*Document section*.
Unread postby sparky » Sun 12 Feb 2017, 20:30:10

.
The Sydney Morning Herald is the oldest newspaper in Australia published daily since 1831.
it's economic editor is quite a good sort , this is what he has to say about the South Australia debacle

http://www.rossgittins.com/2017/02/real ... t-gas.html

in brief
"But the main thing he – and the gas industry – desperately wants to stop us noticing is that the leap in gas prices is a consequence of long-standing federal government policy and has nothing to do with the states' reluctance to let the gas producers frack all over their farmlands.

The balance of supply and demand for natural gas on our eastern seaboard was fine – and would still be today, were it not for the feds' earlier decision to allow foreign investors to build (too many) liquefaction plants near Gladstone in Queensland.

As the feds understood full well, once you can liquefy natural gas you can ship it overseas. And once you do that you've taken the relatively tiny, closed eastern Australian gas market and opened it up to the huge East Asian gas market, where prices are much higher.

"Guess what? South Australia has a new and big gas-fired generator at Pelican Point, near Adelaide, but it's been mothballed.

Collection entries
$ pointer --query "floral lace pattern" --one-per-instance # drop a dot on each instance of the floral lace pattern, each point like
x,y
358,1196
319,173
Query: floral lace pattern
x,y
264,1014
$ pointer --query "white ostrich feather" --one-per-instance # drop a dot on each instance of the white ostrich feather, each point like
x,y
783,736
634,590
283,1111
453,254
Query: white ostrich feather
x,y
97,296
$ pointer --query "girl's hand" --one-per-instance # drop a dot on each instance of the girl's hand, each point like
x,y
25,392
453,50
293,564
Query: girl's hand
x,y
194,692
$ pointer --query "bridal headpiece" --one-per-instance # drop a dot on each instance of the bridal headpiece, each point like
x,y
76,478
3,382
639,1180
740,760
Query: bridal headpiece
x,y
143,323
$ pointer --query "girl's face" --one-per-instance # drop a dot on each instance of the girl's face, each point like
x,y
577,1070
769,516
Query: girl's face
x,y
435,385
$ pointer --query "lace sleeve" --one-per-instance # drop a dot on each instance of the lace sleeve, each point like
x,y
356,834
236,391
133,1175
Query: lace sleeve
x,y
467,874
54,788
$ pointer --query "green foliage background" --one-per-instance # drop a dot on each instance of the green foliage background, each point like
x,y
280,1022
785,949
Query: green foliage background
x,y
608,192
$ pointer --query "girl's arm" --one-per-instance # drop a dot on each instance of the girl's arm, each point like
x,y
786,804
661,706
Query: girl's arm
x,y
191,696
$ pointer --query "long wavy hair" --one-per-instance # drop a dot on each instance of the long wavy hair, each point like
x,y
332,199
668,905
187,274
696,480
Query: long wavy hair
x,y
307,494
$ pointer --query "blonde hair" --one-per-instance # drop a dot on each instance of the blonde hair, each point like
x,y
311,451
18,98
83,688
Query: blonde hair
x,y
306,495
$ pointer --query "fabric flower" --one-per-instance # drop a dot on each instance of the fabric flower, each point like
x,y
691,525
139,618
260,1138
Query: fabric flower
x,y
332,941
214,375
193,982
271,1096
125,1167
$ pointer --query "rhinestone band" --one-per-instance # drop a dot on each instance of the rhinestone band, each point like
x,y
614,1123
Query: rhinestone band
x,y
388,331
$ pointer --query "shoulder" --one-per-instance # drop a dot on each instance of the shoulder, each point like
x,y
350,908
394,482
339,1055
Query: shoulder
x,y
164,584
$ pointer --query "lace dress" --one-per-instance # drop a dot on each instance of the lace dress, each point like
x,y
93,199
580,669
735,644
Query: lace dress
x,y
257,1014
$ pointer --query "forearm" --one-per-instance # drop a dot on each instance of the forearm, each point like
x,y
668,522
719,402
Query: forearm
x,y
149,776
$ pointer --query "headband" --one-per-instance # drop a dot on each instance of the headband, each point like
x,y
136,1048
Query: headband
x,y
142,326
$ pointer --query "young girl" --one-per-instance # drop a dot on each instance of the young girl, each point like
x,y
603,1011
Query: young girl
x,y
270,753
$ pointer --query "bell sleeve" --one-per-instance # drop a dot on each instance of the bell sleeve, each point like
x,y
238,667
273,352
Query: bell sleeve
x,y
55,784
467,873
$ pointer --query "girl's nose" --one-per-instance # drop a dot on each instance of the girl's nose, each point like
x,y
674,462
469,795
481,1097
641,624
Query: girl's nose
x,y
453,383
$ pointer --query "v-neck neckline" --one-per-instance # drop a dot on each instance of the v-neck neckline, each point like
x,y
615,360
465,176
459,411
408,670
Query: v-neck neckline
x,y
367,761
---
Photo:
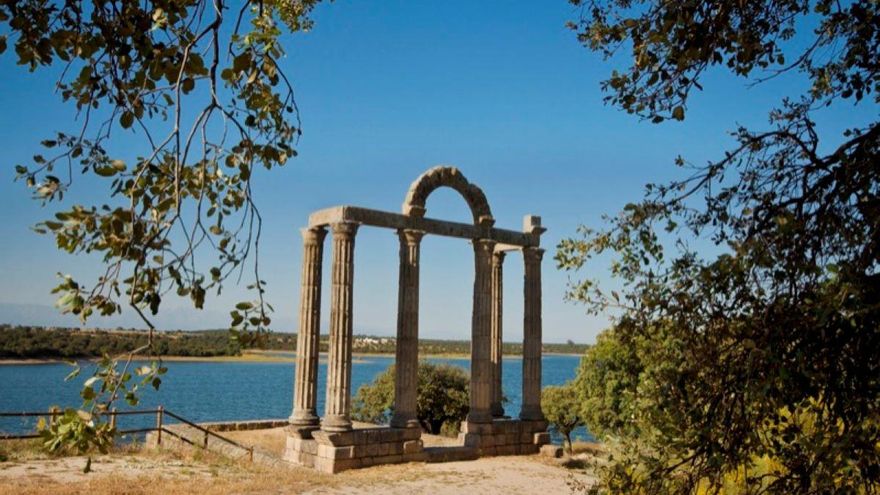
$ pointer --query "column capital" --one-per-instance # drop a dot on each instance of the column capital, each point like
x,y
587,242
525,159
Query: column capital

*Short task 1*. From the forum post on gas prices, output the passage starting at "The balance of" and ending at "it's been mothballed.".
*Short task 2*. According to the forum post on gas prices, why did eastern Australian gas prices leap? Answer in one to three sentences.
*Short task 3*. Resume the forum post on gas prices from the point where it stops.

*Expected answer 1*.
The balance of supply and demand for natural gas on our eastern seaboard was fine – and would still be today, were it not for the feds' earlier decision to allow foreign investors to build (too many) liquefaction plants near Gladstone in Queensland.

As the feds understood full well, once you can liquefy natural gas you can ship it overseas. And once you do that you've taken the relatively tiny, closed eastern Australian gas market and opened it up to the huge East Asian gas market, where prices are much higher.

"Guess what? South Australia has a new and big gas-fired generator at Pelican Point, near Adelaide, but it's been mothballed.

*Expected answer 2*. Federal policy let foreign investors build liquefaction plants near Gladstone in Queensland, so natural gas could be liquefied and shipped overseas. That opened the small, closed eastern Australian market to the huge East Asian market, where prices are much higher.

*Expected answer 3*.
Why? Because the operator had a long-term contract for the supply of gas at a price set at the pre-export-parity level, and decided it was more lucrative to sell the gas into the East Asian market.

Last week Turnbull had the effrontery to argue that now gas-fired power had become uneconomic, we needed to fill the gap by subsidising new-generation "clean" coal-fired power stations.

Small problem. They're hugely expensive, only a bit less emissions-intensive than existing coal-fired stations, can't easily be turned on and off, and would supposedly still be operating 60 years later.

If there's a case for subsidising any fossil fuel-powered generators the obvious candidate is the gas-fired plants the feds' export-parity pricing policy has rendered uneconomic."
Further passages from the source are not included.